Objectif A:
Relevez toutes les lignes des enregistrements ci-dessous qui contiennent le mot "knife", en tenant compte des majuscules et des minuscules.

Document:
....

L'article L. 145-5 du Code de commerce (N° Lexbase : L5733AI8) offre aux parties la possibilité, lors de l'entrée dans les lieux du preneur, de déroger aux dispositions du statut des baux commerciaux, à la condition que le bail soit conclu pour une durée au plus égale à deux ans. La Cour de cassation avait, semble-t-il, jugé que la seule durée du contrat inférieure à deux années permettait de le qualifier de bail dérogatoire et de faire obstacle à l'application du statut (Cass. civ. 3, 8 novembre 1972, n° 71-13.008, Boudes c/ Choisy N° Lexbase : A6812AGE).
L'arrêt rapporté adopte une solution contraire très claire : la seule durée ne suffit pas à caractériser l'existence d'un bail dérogatoire. Il appartient donc aux parties, et à leurs rédacteurs, qui entendent conclure un tel bail, de spécifier expressément leur intention.
III - La résiliation du bail commercial
1 - La clause résolutoire
NB : aux termes de l'article L. 145-41 du Code de commerce (N° Lexbase : L5769AII), "toute clause insérée dans [un bail commercial] prévoyant la résiliation de plein droit ne produit effet qu'un mois après un commandement demeuré infructueux. Le commandement doit, à peine de nullité, mentionner ce délai".
La Cour de cassation a rappelé que la nécessité de la délivrance d'un commandement préalable, même lorsque l'infraction est instantanée, en l'espèce, l'absence d'intervention du bailleur à l'acte de cession.
Lorsque le mandat est délivré à la requête du bailleur représenté par le mandataire, il faudra être vigilant sur l'existence, voire l'étendue, des pouvoirs de ce dernier. Il a été jugé, en effet, qu'un tel commandement est nul et que cette nullité peut être invoquée par le locataire, lorsque le mandat de gestion conféré à l'administrateur de biens est nul. Dans cet arrêt, la nullité du mandat, que la Cour de cassation qualifie d'ordre public, trouvait son origine dans l'application des dispositions de l'article 7 de la loi n° 70-9 du 2 janvier 1970 (N° Lexbase : L7549AIG) qui dispose que "sont nulles les promesses et les conventions de toute nature relatives aux opérations visées à l'article 1er [de la loi du 2 janvier 1970 N° Lexbase : L7537AIY qui ne comportent pas une limitation de leurs effets dans le temps". Le mandat, d'une durée initiale de un an, prévoyait en effet son renouvellement tacite pour la même période, sans limitation de durée.

....

Entrées affichées:

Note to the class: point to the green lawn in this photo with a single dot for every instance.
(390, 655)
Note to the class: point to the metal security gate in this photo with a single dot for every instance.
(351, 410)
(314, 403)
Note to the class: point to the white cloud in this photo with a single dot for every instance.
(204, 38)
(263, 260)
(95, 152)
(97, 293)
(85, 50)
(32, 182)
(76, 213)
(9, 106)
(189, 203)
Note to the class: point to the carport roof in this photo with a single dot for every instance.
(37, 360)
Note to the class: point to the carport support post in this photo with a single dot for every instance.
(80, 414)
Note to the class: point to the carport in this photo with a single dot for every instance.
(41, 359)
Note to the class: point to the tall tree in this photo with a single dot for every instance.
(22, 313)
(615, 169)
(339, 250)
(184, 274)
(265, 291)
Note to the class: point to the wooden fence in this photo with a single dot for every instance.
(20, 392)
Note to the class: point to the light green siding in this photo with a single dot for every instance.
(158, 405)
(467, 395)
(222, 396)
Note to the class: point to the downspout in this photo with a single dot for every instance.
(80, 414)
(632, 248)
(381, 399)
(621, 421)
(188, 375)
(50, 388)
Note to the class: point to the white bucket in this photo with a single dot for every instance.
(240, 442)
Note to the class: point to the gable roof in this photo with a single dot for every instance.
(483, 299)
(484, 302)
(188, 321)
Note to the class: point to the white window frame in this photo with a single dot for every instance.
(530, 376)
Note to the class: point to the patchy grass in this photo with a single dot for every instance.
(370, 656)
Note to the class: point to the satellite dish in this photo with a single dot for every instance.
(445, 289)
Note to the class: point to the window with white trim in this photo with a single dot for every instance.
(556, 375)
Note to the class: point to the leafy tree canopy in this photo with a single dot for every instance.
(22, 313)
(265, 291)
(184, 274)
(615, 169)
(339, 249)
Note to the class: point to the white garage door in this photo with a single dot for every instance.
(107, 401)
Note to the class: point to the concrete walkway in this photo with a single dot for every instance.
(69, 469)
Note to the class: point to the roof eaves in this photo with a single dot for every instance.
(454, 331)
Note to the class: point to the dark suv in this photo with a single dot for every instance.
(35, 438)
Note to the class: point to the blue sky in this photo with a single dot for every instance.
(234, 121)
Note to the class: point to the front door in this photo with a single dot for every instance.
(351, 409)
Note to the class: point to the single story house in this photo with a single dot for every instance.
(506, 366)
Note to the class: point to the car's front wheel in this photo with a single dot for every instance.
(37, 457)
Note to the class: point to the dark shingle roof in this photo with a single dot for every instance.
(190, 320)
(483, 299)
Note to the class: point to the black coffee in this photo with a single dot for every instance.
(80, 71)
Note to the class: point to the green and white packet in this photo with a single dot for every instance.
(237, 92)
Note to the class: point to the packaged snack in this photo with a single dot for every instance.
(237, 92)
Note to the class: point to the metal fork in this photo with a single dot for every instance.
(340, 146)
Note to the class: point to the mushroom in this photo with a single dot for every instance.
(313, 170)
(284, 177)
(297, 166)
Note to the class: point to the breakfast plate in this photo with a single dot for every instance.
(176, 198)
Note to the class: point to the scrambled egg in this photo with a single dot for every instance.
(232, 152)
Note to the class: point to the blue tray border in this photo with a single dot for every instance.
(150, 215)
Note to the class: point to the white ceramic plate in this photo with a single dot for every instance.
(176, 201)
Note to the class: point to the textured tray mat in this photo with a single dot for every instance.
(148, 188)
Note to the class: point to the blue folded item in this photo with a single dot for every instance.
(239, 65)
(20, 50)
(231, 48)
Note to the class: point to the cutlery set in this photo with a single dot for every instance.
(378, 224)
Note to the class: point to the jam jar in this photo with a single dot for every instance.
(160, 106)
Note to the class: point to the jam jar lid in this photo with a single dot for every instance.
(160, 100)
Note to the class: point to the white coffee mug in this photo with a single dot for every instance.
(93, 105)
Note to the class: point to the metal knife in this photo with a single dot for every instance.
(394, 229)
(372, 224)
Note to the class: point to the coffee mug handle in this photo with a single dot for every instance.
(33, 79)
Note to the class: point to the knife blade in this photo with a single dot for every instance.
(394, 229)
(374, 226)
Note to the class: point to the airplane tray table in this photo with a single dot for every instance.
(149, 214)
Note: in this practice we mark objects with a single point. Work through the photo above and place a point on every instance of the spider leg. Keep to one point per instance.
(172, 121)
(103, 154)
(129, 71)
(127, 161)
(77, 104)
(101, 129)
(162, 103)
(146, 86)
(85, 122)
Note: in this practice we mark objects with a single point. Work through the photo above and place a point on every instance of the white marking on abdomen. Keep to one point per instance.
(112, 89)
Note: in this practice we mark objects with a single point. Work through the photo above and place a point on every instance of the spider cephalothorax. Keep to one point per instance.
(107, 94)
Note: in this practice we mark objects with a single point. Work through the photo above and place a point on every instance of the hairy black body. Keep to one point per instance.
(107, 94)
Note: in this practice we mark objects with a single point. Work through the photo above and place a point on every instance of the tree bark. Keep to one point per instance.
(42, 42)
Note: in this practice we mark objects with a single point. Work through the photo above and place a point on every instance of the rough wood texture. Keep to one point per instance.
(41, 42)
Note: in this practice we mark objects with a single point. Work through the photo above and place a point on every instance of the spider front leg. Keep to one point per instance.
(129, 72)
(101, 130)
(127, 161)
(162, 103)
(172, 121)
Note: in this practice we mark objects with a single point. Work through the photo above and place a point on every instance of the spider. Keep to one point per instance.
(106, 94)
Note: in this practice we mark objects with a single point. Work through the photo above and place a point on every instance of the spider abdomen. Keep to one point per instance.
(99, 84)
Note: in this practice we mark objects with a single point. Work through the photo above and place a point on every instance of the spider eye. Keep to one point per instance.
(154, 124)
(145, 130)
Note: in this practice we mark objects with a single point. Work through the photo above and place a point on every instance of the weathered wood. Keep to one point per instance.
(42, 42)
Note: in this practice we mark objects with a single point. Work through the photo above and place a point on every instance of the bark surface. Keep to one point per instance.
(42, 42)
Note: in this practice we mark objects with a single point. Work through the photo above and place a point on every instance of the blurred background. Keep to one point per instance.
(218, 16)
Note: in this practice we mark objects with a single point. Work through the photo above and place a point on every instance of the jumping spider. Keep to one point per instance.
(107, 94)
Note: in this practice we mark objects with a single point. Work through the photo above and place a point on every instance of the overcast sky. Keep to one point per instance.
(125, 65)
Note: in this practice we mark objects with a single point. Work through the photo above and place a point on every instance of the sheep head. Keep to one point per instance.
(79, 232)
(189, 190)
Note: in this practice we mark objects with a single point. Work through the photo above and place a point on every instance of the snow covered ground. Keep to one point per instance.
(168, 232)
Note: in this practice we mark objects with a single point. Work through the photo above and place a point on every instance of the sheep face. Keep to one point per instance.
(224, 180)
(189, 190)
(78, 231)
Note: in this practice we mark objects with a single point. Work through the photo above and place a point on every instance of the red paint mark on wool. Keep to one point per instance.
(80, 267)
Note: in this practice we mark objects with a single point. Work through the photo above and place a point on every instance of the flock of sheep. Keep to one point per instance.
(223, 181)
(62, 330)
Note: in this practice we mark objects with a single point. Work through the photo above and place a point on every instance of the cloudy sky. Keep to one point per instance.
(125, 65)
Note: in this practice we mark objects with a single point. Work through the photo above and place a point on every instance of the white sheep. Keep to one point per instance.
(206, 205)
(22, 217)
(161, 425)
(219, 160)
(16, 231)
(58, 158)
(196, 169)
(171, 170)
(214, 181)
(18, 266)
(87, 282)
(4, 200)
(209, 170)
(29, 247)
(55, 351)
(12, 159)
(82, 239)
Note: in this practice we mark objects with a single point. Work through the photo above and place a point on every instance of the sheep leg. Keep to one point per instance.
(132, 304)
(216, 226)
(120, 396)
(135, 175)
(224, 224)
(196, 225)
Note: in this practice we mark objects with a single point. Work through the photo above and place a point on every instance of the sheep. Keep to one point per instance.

....

Objectif B:
Selon le texte sur les baux commerciaux ci-dessus, quelle durée le bail ne doit-il pas dépasser pour que les parties puissent déroger au statut au titre de l'article L. 145-5 du Code de commerce ?

Réponse finale A:
Note to the class: point to the metal knife in this photo with a single dot for every instance.
Note to the class: point to the knife blade in this photo with a single dot for every instance.

Réponse finale B:
Une durée au plus égale à deux ans.